> [SHORT PROBLEM] Please return each line of the data below that contains the word "street", copied without any changes.

--

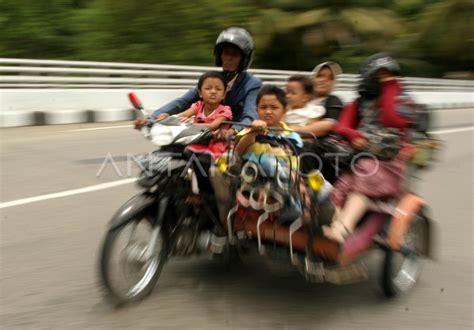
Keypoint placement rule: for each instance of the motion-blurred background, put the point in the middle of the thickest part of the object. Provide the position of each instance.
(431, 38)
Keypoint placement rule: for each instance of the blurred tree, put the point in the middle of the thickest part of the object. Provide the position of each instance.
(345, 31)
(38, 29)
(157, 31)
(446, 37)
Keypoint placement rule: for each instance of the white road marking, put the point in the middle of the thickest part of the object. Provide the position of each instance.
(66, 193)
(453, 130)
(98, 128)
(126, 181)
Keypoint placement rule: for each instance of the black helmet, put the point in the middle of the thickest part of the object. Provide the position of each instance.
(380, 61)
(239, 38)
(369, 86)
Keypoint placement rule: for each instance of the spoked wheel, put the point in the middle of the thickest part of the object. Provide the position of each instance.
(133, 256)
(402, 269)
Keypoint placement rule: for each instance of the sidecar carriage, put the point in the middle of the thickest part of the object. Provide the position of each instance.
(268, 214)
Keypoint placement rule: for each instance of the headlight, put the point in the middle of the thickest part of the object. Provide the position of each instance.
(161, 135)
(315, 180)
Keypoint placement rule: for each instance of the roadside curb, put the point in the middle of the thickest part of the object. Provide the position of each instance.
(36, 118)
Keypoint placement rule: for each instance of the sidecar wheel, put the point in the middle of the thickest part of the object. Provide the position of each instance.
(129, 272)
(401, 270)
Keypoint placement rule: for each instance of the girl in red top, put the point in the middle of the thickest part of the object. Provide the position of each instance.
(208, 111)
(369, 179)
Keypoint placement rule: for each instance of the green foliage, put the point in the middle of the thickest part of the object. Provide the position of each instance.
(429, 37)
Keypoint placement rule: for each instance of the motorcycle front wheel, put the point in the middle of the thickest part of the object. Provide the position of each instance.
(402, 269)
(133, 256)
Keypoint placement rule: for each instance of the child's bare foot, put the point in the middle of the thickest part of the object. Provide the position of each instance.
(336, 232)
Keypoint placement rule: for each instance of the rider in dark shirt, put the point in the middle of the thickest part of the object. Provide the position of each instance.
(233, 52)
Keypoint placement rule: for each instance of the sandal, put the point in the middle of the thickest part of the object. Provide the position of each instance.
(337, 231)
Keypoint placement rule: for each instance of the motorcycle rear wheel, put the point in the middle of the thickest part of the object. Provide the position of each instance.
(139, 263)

--

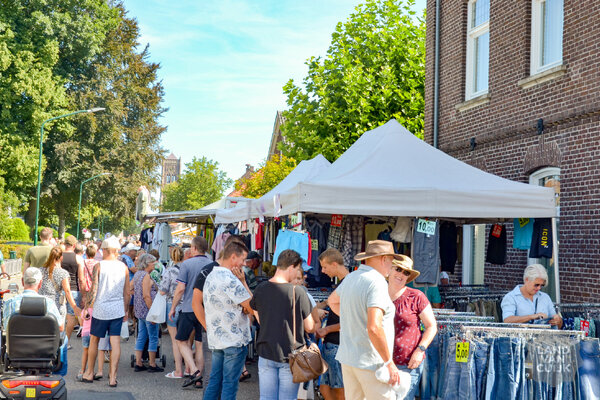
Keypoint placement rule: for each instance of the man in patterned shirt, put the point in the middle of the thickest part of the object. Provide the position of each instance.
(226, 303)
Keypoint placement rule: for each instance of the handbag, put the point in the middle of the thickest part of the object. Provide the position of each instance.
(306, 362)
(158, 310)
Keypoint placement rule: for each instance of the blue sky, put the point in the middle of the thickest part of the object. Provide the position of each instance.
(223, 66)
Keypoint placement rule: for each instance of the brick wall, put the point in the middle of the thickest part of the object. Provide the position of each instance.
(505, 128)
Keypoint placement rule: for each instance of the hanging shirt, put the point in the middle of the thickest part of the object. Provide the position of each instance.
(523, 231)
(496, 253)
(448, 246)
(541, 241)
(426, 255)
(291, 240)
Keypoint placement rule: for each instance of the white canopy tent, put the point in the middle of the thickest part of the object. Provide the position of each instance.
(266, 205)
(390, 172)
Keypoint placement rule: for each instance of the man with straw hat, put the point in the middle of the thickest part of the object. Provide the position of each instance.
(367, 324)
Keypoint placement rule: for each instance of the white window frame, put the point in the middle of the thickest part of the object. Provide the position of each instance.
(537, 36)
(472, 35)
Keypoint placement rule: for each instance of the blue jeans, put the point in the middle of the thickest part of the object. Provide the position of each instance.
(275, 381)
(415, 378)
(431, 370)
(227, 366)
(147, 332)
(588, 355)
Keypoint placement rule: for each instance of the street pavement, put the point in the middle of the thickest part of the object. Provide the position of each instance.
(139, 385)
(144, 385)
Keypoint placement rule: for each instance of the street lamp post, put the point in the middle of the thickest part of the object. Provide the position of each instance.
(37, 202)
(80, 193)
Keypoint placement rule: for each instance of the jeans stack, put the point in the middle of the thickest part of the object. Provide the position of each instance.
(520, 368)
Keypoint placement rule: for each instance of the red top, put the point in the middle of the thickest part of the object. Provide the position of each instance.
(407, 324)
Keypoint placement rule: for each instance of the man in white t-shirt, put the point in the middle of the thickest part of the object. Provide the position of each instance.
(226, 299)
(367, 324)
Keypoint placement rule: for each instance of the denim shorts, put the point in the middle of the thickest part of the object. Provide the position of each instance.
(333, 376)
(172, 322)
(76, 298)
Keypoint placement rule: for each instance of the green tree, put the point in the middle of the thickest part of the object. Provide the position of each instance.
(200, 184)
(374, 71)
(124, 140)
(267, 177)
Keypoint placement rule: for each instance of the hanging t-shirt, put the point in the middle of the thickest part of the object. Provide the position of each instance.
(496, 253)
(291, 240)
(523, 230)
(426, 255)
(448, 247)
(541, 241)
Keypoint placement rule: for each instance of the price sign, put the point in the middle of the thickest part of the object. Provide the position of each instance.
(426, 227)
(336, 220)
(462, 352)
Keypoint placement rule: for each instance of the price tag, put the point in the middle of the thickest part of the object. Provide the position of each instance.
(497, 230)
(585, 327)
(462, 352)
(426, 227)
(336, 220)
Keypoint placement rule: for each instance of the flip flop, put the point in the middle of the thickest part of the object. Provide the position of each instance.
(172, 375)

--

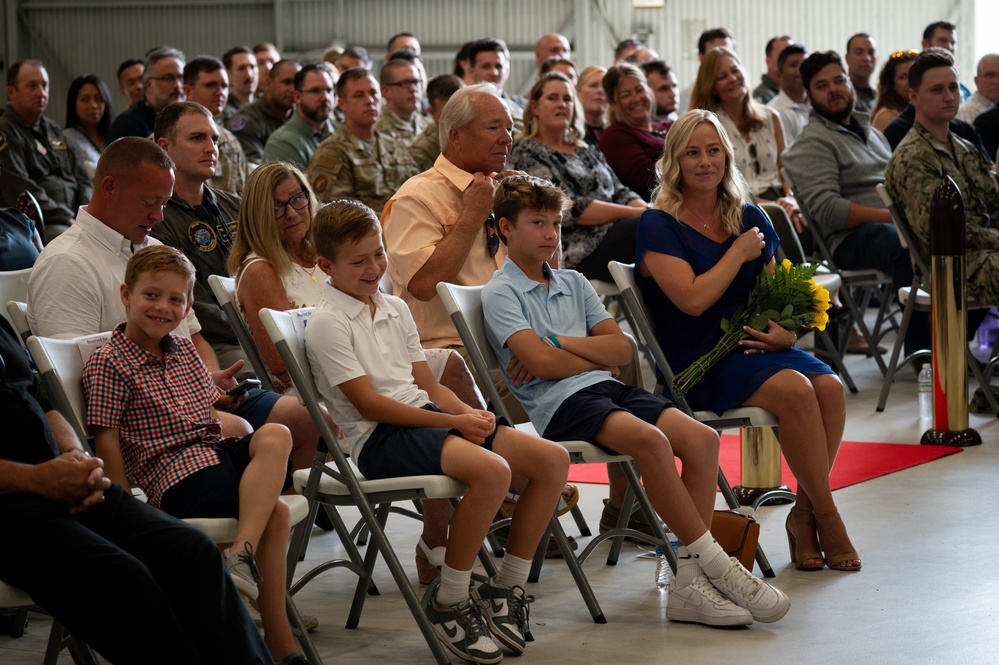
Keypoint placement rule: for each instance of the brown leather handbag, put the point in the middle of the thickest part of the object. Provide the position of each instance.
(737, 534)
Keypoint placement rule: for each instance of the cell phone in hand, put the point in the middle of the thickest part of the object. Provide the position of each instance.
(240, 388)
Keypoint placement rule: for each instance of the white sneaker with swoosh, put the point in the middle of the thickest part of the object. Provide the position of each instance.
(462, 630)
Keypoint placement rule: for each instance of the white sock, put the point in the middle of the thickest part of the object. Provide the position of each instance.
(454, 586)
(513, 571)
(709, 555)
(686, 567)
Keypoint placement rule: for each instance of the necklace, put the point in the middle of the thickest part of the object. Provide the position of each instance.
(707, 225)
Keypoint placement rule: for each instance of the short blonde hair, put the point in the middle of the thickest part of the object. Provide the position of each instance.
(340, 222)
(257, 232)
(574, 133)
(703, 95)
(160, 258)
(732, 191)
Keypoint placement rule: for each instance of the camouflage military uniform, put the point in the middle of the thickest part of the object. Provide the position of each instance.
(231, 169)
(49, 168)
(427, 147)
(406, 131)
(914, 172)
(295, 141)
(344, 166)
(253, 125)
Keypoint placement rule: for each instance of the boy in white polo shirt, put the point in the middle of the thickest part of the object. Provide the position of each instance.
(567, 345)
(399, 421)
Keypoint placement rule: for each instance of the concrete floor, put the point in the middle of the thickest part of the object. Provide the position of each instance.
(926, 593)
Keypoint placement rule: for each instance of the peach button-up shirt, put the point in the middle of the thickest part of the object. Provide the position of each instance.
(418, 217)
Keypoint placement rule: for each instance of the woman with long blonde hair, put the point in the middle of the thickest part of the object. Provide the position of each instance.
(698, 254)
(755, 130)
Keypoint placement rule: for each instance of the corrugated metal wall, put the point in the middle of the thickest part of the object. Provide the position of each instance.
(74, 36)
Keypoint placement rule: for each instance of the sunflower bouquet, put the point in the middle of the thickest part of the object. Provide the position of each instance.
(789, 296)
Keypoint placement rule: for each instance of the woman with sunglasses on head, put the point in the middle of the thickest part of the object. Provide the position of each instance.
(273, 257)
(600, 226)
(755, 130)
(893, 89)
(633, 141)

--

> [THE REPLY]
Keypoint placement rule: for each instance of the street pavement, put the point in the middle of the thickest part of the object. Provide the position of each instance.
Keypoint placement rule: for each instance of the street lamp post, put the point in the middle of the thickest part of the object. Provide the position of each instance.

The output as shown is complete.